((

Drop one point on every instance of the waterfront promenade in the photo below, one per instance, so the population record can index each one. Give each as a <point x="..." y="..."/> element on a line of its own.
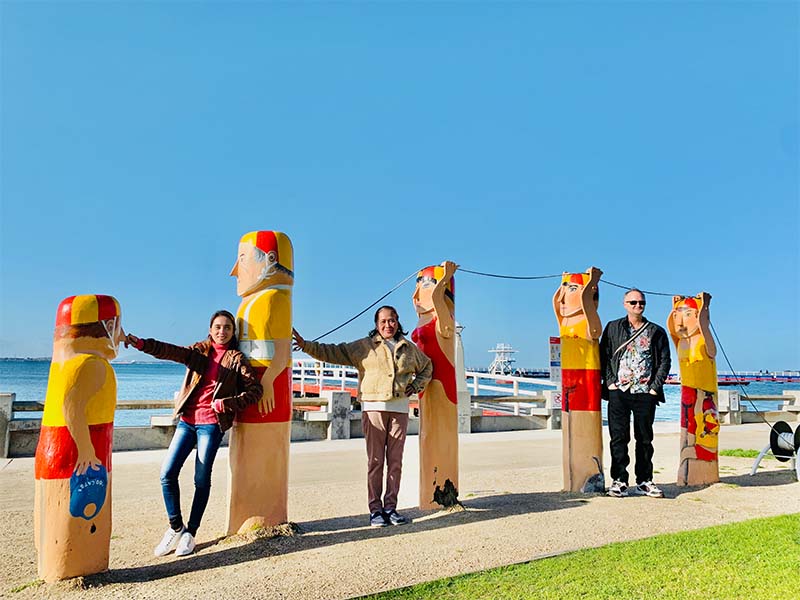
<point x="510" y="485"/>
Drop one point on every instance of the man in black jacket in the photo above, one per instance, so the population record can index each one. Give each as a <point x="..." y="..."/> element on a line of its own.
<point x="634" y="362"/>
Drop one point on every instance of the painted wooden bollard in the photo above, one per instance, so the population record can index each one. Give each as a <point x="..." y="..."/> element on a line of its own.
<point x="575" y="304"/>
<point x="689" y="326"/>
<point x="434" y="302"/>
<point x="258" y="486"/>
<point x="72" y="504"/>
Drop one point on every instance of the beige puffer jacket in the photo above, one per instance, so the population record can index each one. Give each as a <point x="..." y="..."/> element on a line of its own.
<point x="383" y="375"/>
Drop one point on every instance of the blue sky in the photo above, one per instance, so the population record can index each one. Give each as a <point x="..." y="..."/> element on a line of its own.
<point x="656" y="140"/>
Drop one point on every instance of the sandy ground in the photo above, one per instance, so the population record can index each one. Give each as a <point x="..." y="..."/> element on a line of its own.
<point x="510" y="485"/>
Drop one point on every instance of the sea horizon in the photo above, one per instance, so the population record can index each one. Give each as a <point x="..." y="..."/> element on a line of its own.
<point x="159" y="380"/>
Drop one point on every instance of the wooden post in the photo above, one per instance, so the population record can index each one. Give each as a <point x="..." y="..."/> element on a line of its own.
<point x="339" y="409"/>
<point x="575" y="304"/>
<point x="258" y="486"/>
<point x="689" y="326"/>
<point x="434" y="302"/>
<point x="72" y="503"/>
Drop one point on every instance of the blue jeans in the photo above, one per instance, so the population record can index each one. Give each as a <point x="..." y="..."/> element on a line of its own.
<point x="207" y="438"/>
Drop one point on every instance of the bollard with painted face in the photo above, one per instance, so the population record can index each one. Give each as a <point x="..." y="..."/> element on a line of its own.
<point x="259" y="442"/>
<point x="434" y="302"/>
<point x="575" y="304"/>
<point x="72" y="512"/>
<point x="689" y="326"/>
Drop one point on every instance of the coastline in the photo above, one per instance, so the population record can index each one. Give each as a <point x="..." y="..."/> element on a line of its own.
<point x="510" y="486"/>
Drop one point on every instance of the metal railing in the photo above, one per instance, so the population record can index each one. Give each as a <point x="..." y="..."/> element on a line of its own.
<point x="505" y="384"/>
<point x="309" y="372"/>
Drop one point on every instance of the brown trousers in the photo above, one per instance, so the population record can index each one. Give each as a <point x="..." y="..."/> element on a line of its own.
<point x="385" y="433"/>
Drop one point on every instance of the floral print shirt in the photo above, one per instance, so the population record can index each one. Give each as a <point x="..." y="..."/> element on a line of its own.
<point x="636" y="364"/>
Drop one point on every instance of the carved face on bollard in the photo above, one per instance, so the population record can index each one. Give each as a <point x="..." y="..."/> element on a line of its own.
<point x="93" y="320"/>
<point x="685" y="318"/>
<point x="264" y="259"/>
<point x="569" y="303"/>
<point x="427" y="279"/>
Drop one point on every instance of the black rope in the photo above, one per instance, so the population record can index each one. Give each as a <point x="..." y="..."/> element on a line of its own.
<point x="463" y="270"/>
<point x="365" y="310"/>
<point x="532" y="277"/>
<point x="760" y="413"/>
<point x="625" y="287"/>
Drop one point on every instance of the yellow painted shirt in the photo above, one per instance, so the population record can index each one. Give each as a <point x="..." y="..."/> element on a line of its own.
<point x="578" y="352"/>
<point x="262" y="319"/>
<point x="63" y="376"/>
<point x="697" y="369"/>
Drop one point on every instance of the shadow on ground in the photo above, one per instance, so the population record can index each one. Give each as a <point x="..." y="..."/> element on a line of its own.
<point x="763" y="479"/>
<point x="339" y="530"/>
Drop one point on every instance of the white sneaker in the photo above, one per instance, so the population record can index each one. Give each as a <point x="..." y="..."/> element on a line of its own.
<point x="185" y="544"/>
<point x="169" y="541"/>
<point x="648" y="488"/>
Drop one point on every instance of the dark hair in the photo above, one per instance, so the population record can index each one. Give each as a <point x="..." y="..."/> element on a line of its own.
<point x="625" y="295"/>
<point x="400" y="331"/>
<point x="234" y="343"/>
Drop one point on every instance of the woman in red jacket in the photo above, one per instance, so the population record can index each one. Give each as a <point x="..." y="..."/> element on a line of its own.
<point x="219" y="381"/>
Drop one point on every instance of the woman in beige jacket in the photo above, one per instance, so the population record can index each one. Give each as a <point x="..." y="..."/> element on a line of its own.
<point x="390" y="369"/>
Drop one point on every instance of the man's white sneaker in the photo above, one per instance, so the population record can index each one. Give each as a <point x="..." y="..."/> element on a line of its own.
<point x="185" y="544"/>
<point x="169" y="541"/>
<point x="618" y="489"/>
<point x="648" y="488"/>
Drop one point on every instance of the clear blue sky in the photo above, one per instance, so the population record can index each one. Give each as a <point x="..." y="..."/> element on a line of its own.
<point x="656" y="140"/>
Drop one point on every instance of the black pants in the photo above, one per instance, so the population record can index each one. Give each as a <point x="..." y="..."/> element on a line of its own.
<point x="620" y="406"/>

))

-- Goal of the exercise --
Without the pictures, restate each entry exactly.

-- Worked solution --
Drop one point on every instance of the waterfront promenade in the photo below, one per instance, so the population record can index each one. Give each as a <point x="..." y="..."/> element on a line of its own.
<point x="510" y="485"/>
Drop one point on every instance of the man in black jacket in the photo above, one per instance, so the population record can index each one. Give each as a <point x="..." y="..."/> element on a line of its own.
<point x="634" y="362"/>
Drop one point on every instance of the painted wooden bollard in the photo above, one per instance, so the population record can index each one. Give each as a <point x="..." y="..."/> element on a line of its own.
<point x="575" y="304"/>
<point x="689" y="326"/>
<point x="434" y="302"/>
<point x="258" y="486"/>
<point x="72" y="504"/>
Drop one point on every instance of the beige puffer jacket in the photo above, one per instance, so the population record can index each one. Give each as a <point x="..." y="..."/> element on a line of its own.
<point x="383" y="375"/>
Drop one point on every instance of the blue sky in the photo above, one per instance, so the population record can index each one. Give each as a <point x="..." y="..."/> element on a line of its own.
<point x="656" y="140"/>
Drop one point on every instance of the sandy ground in the photo above, one per instance, so the population record can index each one. Give each as a <point x="..." y="..."/> element on a line of its own.
<point x="510" y="485"/>
Drop one point on every instance of the sea horizon in the photo above, one per instance, so the population record can index each one. Give each as a <point x="..." y="..."/> element on a line of its own.
<point x="159" y="380"/>
Drop one point on every instance of the wooden post in the photo above, one per instance, so the population record can index each one. Give each as a <point x="..." y="..."/> element on a line of its own.
<point x="339" y="409"/>
<point x="575" y="304"/>
<point x="258" y="486"/>
<point x="689" y="326"/>
<point x="434" y="302"/>
<point x="72" y="503"/>
Drop one point on every instance of the blue jeans in the photo above, one per instance, so the population record can index each one. Give each as a <point x="..." y="..."/> element on a line of its own.
<point x="207" y="438"/>
Drop one point on every instance of the bollard with painted face in the photo above, one per instance, so the population record can index each one. Give each as a <point x="..." y="..."/> element on a line of its own.
<point x="259" y="442"/>
<point x="434" y="302"/>
<point x="575" y="304"/>
<point x="72" y="512"/>
<point x="689" y="326"/>
Drop one point on every instance of the coastline in the photo above, one per instance, so the population record can index each one. Give each as a <point x="..." y="..."/> element on a line of its own.
<point x="510" y="486"/>
Drop one point on every instance of the metal railing in the photo above, one per instance, so the population record can index each one. Give each as a <point x="..." y="..."/> element on a line of its own.
<point x="505" y="384"/>
<point x="309" y="372"/>
Drop one point on every instance of the brown trousers in the photo above, one per instance, so the population record can index each one. Give each as a <point x="..." y="..."/> element on a line of its own.
<point x="385" y="433"/>
Drop one point on every instance of the floral print shirt in the photo above, one per instance, so the population record can index each one. Give each as a <point x="..." y="..."/> element on a line of its own.
<point x="636" y="364"/>
Drop one point on every instance of the carved face on bollard in the photo above, one per instance, so the population record can index each one. Give each as a <point x="..." y="..."/> element on a line of its own.
<point x="93" y="320"/>
<point x="685" y="318"/>
<point x="264" y="259"/>
<point x="569" y="303"/>
<point x="427" y="279"/>
Drop one point on every instance of the black rope in the photo above, one per instance, so the population record can index each one. Give each as a <point x="..." y="..."/> element on a line of its own.
<point x="463" y="270"/>
<point x="365" y="310"/>
<point x="532" y="277"/>
<point x="760" y="413"/>
<point x="625" y="287"/>
Drop one point on every instance of the yellow painted shirt in the photo above, one per instance, so the population record can index each one. Give each as a <point x="..." y="..."/> element on a line of its own.
<point x="578" y="352"/>
<point x="262" y="319"/>
<point x="63" y="376"/>
<point x="697" y="369"/>
Drop one point on every instance of the shadow on ground in the photo above, one per instance, so the population record can index each one. Give each as a <point x="..." y="..."/> element on a line of its own.
<point x="763" y="479"/>
<point x="339" y="530"/>
Drop one point on every instance of the white sneaker in the photo above, one per instance, so the population record can index each one. Give each as a <point x="..." y="..."/> element on a line of its own.
<point x="185" y="544"/>
<point x="169" y="541"/>
<point x="648" y="488"/>
Drop one point on every instance of the dark hair in the photo above, one per instance, so the population record can index each one. Give each as a <point x="..." y="..."/> element on a line of its own.
<point x="625" y="295"/>
<point x="400" y="331"/>
<point x="234" y="343"/>
Drop one point on every instance of the woman in red jacket in the photo above, one per instance, so the population record can index each one. Give each as a <point x="..." y="..."/> element on a line of its own.
<point x="219" y="381"/>
Drop one point on every instance of the woman in beige jacket in the photo above, one per instance, so the population record can index each one. Give each as a <point x="..." y="..."/> element on a line of its own.
<point x="390" y="369"/>
Drop one point on every instance of the man's white sneaker in the photo above, one per instance, so the population record can index each one. Give each as a <point x="..." y="..."/> element on a line of its own.
<point x="185" y="544"/>
<point x="169" y="541"/>
<point x="618" y="489"/>
<point x="648" y="488"/>
Drop one point on every instance of the clear blue sky in the photo above, one per instance, so the population record can index each one. Give each as a <point x="..." y="..."/> element on a line of its own.
<point x="656" y="140"/>
Drop one point on every instance of the black pants in the photo above, one per instance, so the population record can index each one. Give each as a <point x="..." y="..."/> element on a line of its own.
<point x="620" y="406"/>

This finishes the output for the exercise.